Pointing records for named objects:
----

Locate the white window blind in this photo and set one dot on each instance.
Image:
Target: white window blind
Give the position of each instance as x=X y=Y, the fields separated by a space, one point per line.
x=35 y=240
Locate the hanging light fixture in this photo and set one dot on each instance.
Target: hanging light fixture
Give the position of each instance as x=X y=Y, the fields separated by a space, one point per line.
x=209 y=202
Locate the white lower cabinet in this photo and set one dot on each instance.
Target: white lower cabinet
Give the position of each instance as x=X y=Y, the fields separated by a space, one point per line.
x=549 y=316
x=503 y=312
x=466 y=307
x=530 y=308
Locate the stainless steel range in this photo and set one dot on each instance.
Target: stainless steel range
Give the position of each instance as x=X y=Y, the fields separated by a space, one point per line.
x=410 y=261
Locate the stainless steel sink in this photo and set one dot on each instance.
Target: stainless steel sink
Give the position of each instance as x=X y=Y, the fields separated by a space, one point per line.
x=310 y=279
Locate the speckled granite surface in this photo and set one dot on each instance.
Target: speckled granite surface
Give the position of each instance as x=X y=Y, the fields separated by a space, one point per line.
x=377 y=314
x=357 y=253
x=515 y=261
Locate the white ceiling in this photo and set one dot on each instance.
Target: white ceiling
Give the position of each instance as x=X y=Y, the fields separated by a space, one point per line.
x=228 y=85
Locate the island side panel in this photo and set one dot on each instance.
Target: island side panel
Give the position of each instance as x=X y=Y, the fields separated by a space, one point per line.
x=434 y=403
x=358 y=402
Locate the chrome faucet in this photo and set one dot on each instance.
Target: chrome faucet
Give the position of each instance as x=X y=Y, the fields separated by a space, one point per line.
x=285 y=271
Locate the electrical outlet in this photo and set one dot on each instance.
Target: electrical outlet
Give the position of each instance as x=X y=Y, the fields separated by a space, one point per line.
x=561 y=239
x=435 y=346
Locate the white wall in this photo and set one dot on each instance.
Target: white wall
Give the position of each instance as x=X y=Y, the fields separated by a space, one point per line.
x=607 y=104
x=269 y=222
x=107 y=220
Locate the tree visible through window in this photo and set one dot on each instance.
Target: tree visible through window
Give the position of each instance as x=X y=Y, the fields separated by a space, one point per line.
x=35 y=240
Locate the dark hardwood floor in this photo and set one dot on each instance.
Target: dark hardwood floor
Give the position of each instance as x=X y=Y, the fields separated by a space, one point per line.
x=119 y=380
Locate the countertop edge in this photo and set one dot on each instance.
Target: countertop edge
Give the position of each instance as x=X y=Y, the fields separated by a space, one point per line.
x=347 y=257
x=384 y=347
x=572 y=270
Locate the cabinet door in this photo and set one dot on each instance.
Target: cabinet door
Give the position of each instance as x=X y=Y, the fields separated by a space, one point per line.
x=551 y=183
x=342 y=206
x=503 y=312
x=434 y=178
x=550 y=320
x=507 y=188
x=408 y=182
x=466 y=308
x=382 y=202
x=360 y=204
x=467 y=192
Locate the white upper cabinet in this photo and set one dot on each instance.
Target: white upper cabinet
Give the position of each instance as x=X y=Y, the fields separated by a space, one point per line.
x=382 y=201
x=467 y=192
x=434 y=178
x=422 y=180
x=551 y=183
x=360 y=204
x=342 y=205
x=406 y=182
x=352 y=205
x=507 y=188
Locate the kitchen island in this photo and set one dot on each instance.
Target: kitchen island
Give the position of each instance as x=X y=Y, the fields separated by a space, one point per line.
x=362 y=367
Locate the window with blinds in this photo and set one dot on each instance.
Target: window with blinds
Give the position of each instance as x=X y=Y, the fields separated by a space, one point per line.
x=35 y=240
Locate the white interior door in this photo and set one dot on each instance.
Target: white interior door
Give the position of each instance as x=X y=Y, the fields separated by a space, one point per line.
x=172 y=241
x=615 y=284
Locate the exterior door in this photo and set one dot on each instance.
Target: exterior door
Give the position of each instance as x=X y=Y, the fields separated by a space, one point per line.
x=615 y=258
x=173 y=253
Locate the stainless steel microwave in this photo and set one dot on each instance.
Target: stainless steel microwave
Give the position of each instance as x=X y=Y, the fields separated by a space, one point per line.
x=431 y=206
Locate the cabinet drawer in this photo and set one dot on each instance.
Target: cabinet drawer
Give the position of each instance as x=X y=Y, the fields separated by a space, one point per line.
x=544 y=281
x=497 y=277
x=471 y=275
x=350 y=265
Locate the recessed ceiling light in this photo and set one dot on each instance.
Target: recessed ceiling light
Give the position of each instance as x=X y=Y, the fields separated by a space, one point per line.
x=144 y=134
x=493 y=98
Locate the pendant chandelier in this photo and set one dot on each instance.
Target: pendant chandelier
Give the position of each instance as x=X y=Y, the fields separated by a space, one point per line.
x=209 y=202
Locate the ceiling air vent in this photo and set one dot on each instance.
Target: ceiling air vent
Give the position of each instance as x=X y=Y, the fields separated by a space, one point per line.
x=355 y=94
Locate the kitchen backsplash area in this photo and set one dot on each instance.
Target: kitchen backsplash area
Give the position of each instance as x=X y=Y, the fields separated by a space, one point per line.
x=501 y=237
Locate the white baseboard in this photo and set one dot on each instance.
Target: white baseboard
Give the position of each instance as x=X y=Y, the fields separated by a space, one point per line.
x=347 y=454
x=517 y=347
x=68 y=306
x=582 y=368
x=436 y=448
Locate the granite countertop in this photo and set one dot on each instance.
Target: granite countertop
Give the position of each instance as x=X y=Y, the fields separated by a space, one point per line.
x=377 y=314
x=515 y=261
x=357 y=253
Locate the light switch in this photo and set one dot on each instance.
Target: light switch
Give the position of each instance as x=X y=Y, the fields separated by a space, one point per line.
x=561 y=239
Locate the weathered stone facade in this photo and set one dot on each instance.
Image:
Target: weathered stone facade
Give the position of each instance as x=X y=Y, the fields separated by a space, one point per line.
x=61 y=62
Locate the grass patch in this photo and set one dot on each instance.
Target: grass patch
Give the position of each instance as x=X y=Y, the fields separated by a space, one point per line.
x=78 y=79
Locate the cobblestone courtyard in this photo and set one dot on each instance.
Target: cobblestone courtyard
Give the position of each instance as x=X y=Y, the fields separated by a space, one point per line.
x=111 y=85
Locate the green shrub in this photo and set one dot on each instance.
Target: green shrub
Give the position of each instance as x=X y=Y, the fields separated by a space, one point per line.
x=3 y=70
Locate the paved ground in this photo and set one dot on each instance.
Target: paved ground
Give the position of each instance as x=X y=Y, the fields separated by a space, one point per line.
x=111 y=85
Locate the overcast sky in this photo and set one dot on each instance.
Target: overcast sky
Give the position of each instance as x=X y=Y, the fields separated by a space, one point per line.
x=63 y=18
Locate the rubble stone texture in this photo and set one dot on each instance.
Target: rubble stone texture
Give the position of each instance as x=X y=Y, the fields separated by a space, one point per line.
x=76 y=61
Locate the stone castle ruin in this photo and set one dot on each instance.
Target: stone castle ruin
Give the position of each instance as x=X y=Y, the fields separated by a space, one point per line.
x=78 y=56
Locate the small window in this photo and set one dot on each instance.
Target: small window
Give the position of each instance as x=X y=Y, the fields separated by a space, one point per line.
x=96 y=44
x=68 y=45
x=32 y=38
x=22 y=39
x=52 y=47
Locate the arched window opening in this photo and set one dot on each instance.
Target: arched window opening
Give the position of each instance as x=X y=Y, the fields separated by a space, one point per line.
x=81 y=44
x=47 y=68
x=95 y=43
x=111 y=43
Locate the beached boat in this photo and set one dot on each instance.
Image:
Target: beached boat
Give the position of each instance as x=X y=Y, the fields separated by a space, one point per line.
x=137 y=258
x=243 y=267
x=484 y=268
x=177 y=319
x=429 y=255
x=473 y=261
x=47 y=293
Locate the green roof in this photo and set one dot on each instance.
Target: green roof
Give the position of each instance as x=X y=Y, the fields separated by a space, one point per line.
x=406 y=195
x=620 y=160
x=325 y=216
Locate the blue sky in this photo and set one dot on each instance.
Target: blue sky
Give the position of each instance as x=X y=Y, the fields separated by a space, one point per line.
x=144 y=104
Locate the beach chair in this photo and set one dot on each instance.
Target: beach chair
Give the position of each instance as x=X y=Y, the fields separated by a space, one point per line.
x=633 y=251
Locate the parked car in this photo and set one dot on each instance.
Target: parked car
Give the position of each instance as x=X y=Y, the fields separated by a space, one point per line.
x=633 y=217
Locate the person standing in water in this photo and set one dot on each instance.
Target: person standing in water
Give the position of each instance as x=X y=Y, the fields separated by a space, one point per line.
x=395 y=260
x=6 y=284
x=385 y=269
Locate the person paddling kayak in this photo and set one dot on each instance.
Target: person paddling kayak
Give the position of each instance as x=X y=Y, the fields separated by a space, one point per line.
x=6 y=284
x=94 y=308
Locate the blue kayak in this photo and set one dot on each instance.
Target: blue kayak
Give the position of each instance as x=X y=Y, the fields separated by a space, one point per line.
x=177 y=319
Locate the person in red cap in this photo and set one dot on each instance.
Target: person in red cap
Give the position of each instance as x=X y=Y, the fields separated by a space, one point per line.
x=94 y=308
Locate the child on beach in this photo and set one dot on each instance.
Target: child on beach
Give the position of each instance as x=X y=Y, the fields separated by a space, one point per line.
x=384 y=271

----

Could you rewrite the stretch from the line containing "Locate the blue kayak" through the end of the material, keeping every line, and multiply each x and y coordinate by 0.2, rounding to whole numbers with halves going up?

Locate the blue kayak in this photo and set one dot on each instance.
Target: blue kayak
Give the position of each instance as x=X y=Y, the fields separated by a space, one point per line.
x=35 y=64
Locate the person in red cap in this photo and set one dot on each instance.
Target: person in red cap
Give the position of each instance as x=X y=Y, the fields separated by a space, one point per line.
x=19 y=62
Locate the child on beach in this photo and set one dot on each instance.
Target: child on beach
Give the position of each instance as x=X y=Y, the fields separated by a space, one point per line.
x=77 y=54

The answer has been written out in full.